==== AVAILABLE RECORDS
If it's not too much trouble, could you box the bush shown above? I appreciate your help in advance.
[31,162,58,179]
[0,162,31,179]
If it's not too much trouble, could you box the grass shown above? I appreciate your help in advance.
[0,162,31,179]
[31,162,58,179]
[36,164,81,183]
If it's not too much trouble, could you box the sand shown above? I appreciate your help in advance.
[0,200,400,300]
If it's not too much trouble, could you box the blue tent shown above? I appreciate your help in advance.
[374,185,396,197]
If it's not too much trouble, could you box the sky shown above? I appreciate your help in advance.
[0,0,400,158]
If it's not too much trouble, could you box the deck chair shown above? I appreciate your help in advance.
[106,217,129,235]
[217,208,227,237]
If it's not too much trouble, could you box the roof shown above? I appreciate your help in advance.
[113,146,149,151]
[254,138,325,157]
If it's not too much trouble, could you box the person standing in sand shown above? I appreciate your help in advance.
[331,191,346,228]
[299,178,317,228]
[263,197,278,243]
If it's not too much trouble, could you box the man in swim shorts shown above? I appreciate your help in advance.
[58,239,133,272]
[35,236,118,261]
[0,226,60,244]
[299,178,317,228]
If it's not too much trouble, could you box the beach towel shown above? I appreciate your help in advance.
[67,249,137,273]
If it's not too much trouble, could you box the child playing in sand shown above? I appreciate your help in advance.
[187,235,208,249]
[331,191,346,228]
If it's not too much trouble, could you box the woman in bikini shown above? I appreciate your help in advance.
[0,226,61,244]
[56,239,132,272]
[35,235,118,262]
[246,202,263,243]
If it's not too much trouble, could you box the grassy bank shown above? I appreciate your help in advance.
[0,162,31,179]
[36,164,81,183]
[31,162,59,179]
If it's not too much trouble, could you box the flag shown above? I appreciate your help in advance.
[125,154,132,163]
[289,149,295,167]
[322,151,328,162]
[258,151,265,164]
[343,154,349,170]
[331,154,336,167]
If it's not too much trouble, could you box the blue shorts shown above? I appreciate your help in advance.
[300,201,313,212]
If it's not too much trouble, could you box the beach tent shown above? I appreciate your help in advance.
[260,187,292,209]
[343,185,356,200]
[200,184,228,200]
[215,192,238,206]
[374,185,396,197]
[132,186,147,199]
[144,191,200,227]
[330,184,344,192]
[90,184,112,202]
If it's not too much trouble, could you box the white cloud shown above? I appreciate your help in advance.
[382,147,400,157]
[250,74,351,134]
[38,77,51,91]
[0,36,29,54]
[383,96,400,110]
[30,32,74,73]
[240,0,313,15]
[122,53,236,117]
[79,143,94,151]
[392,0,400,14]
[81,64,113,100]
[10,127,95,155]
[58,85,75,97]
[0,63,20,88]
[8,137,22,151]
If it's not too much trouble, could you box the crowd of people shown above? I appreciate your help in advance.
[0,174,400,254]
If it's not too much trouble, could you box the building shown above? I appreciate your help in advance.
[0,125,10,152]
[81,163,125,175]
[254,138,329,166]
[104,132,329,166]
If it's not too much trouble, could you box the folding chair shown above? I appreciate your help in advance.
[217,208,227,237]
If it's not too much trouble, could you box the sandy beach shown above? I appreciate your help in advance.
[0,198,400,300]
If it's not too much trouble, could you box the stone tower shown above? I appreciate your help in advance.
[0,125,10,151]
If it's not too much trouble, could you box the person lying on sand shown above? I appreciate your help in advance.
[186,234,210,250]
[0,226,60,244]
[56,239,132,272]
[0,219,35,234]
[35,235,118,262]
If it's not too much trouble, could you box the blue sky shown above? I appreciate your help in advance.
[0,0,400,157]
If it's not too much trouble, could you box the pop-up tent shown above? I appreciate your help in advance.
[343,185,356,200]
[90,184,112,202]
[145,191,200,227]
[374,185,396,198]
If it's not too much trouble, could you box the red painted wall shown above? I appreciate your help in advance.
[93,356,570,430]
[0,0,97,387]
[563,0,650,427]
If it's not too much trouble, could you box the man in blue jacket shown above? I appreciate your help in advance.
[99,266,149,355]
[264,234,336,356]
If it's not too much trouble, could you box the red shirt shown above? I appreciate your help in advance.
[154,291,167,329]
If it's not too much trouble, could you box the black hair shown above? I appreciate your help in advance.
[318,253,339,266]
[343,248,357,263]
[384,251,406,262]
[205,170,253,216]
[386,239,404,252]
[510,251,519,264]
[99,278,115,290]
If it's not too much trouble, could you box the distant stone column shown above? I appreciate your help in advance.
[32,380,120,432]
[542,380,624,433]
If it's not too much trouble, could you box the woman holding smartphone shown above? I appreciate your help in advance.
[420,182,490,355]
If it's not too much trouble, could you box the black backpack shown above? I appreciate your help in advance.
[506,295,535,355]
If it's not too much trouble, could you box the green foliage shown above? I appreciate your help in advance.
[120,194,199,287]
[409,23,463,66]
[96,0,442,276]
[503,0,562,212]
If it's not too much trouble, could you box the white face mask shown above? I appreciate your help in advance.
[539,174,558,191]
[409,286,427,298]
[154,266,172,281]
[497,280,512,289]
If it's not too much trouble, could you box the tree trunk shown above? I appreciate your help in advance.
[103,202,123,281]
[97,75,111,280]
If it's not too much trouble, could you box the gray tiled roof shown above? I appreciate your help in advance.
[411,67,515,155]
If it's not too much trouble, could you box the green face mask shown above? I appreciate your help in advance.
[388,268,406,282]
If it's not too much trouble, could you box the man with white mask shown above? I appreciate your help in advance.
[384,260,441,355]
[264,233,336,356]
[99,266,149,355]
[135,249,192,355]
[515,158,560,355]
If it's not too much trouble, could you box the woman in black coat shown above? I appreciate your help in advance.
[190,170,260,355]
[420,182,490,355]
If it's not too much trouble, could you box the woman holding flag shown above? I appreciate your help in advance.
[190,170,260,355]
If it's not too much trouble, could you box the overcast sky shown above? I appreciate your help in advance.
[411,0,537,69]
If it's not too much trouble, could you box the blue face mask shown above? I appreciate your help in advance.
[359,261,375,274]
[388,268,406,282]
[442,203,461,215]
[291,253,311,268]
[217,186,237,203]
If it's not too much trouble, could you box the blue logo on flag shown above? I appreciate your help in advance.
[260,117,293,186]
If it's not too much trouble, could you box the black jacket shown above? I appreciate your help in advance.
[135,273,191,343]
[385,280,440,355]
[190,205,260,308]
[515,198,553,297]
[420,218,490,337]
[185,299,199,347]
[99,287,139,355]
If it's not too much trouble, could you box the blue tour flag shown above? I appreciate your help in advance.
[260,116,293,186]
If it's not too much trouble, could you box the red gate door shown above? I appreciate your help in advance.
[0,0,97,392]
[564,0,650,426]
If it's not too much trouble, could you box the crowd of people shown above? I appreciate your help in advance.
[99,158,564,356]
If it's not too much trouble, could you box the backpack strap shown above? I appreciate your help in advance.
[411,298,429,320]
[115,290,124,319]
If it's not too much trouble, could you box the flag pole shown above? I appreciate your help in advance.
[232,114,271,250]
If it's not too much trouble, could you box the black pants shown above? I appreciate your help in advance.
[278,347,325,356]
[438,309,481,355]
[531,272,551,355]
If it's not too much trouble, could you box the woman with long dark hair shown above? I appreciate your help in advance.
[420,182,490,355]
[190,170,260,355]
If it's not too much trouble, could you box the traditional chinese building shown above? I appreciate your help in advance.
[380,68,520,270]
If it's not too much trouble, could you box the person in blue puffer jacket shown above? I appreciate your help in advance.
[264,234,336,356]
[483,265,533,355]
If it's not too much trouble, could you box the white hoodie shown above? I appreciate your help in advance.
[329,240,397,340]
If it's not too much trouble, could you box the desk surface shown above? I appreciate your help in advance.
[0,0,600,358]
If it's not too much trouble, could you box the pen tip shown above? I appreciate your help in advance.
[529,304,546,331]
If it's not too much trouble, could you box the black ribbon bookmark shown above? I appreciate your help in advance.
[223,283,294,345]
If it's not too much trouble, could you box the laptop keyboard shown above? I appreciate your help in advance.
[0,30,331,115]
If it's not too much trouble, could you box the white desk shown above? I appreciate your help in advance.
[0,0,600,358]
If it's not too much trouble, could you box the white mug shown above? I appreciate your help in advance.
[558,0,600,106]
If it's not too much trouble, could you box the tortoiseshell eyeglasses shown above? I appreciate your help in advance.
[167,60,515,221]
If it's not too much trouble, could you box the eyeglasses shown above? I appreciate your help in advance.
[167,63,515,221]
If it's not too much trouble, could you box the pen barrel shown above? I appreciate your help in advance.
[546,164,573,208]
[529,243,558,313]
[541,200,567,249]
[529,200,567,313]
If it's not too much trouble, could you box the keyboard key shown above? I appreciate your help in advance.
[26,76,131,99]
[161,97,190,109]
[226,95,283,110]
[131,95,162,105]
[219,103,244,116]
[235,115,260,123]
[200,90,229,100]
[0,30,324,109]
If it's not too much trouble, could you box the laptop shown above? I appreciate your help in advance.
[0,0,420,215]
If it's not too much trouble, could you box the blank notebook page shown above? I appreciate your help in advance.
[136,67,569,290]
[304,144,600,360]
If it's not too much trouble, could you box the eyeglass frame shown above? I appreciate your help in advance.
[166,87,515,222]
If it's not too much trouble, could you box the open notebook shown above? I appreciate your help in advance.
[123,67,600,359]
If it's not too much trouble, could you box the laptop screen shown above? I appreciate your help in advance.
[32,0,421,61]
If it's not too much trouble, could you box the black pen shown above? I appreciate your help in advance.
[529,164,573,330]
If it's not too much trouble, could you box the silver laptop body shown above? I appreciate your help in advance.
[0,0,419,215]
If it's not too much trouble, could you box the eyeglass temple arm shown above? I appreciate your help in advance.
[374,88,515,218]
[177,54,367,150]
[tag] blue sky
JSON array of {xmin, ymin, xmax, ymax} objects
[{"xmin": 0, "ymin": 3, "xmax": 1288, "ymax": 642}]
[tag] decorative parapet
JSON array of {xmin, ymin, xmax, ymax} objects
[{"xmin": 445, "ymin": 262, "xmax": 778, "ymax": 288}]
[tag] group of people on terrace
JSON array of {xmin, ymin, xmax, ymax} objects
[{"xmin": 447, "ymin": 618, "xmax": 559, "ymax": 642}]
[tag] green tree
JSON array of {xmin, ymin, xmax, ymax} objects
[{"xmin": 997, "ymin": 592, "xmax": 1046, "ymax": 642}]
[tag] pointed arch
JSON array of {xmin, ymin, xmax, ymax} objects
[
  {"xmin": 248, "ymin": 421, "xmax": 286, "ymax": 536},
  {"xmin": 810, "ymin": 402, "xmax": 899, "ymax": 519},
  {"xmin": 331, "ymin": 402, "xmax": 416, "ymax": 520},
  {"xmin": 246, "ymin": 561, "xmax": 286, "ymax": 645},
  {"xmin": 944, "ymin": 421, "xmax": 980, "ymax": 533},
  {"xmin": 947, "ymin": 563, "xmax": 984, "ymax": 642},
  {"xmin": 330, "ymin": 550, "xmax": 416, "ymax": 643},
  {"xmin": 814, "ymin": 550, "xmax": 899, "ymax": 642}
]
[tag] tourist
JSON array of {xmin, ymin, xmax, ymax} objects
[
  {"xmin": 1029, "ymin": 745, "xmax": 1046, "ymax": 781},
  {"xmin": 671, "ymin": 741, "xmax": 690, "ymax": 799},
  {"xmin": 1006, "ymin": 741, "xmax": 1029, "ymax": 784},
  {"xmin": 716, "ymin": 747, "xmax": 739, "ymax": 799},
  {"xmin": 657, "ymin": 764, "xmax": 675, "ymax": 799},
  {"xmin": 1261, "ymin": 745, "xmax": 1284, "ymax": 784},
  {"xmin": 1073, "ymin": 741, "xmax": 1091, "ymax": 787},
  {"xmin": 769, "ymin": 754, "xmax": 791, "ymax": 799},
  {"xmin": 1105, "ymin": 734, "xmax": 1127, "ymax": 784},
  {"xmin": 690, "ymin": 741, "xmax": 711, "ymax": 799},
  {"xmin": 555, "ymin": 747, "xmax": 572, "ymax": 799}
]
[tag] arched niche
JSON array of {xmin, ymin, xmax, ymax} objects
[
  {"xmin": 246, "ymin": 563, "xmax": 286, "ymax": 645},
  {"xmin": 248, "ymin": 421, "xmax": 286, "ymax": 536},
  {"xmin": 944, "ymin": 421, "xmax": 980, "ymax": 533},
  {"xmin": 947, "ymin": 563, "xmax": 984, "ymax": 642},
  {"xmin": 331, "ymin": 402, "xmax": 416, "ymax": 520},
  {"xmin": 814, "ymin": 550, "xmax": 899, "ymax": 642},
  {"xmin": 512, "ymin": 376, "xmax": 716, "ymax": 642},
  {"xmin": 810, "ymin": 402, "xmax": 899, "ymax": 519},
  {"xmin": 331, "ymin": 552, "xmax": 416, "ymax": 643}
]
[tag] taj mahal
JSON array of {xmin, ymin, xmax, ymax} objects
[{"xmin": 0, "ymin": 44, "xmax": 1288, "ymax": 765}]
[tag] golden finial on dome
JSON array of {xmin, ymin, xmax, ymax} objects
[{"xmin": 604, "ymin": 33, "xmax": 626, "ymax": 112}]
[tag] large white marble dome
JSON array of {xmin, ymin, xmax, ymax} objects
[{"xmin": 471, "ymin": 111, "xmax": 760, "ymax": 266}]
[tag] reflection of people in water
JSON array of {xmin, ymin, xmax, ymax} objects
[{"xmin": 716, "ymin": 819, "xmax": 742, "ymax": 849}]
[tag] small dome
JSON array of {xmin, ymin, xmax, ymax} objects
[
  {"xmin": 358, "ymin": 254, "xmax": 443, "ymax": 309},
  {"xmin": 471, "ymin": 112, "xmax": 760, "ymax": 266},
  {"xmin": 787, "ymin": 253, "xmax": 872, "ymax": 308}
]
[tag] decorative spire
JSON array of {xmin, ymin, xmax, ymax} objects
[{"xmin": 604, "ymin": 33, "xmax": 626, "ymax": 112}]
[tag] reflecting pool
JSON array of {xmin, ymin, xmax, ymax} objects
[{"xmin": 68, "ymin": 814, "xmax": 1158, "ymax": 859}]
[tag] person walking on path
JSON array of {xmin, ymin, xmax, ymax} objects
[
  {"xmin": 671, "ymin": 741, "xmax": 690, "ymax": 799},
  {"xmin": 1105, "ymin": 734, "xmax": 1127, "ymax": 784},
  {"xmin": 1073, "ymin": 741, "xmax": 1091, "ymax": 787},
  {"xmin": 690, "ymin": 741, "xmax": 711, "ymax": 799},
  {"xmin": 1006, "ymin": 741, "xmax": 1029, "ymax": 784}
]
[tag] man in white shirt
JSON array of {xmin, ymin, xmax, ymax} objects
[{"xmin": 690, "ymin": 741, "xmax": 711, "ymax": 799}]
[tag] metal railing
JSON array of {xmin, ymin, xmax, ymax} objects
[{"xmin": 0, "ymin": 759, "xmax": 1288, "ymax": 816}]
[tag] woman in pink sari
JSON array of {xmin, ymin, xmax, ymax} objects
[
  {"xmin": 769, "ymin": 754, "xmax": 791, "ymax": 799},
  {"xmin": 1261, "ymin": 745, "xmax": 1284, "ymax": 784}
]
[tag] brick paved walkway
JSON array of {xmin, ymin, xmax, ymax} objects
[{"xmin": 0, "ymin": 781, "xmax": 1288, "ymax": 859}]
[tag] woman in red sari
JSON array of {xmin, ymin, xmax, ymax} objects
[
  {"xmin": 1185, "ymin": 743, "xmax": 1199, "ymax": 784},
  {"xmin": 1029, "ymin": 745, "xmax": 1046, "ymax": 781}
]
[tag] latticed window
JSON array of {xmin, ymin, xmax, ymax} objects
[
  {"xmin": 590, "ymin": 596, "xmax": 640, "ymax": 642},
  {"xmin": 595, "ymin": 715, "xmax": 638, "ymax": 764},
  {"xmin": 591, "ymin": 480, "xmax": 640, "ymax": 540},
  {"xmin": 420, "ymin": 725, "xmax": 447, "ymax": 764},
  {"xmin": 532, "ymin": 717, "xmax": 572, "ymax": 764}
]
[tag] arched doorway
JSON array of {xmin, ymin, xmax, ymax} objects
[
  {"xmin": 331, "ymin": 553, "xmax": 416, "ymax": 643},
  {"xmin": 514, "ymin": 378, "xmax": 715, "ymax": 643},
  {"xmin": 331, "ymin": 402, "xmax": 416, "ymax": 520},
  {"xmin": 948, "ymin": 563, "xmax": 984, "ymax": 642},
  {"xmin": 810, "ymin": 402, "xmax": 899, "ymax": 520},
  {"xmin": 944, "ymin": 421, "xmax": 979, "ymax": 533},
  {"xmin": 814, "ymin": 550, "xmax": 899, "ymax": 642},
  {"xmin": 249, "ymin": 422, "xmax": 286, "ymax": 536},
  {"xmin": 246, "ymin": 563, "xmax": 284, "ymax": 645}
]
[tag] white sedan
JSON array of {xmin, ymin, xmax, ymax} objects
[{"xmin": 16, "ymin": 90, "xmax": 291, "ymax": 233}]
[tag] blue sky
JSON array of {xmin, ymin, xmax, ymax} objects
========
### SHORT EXERCISE
Reproduce the items verbatim. Begin at the line that contains "the man with" and stop after the line that contains "[115,290,124,319]".

### THE OUTPUT
If it's not too much trouble, could you box the man with white mask shown above? I appreciate your help in advance.
[384,260,441,355]
[264,233,336,356]
[99,266,149,355]
[135,249,192,355]
[515,158,560,355]
If it's not too much trouble, could you box the woman in black coat shown above? I appreciate your help in advance.
[190,170,260,355]
[420,182,490,355]
If it's not too much trouble, could you box the woman holding flag shown above? I appreciate your help in advance.
[190,170,260,355]
If it's not too much trouble, could you box the overcast sky shown above? I appreciate your help in advance.
[411,0,537,69]
If it's not too much trouble, could you box the blue face mask shown above? I appreciate your help in advance.
[359,261,375,274]
[388,268,406,282]
[442,203,461,215]
[291,253,311,268]
[217,186,237,203]
If it's not too much trouble, could you box the blue logo on flag shown above? I appreciate your help in advance.
[260,117,293,186]
If it's not too much trouble, could you box the black jacket shown above? I appreciate your help in advance.
[135,273,191,343]
[385,280,440,355]
[190,205,260,308]
[515,198,553,297]
[420,218,490,337]
[185,299,199,347]
[99,287,139,355]
If it's not too much trouble, could you box the blue tour flag shown above? I appreciate your help in advance.
[260,116,293,186]
If it's not too much trouble, could you box the red gate door shown above? I appreciate your help in advance.
[0,0,97,392]
[564,0,650,426]
If it's not too much trouble, could you box the crowd of people shown above? I appreciate your help in advance.
[99,158,564,356]
If it's not too much trouble, could you box the backpack strap shown above? I appreciate your help in advance.
[411,298,429,320]
[115,290,124,319]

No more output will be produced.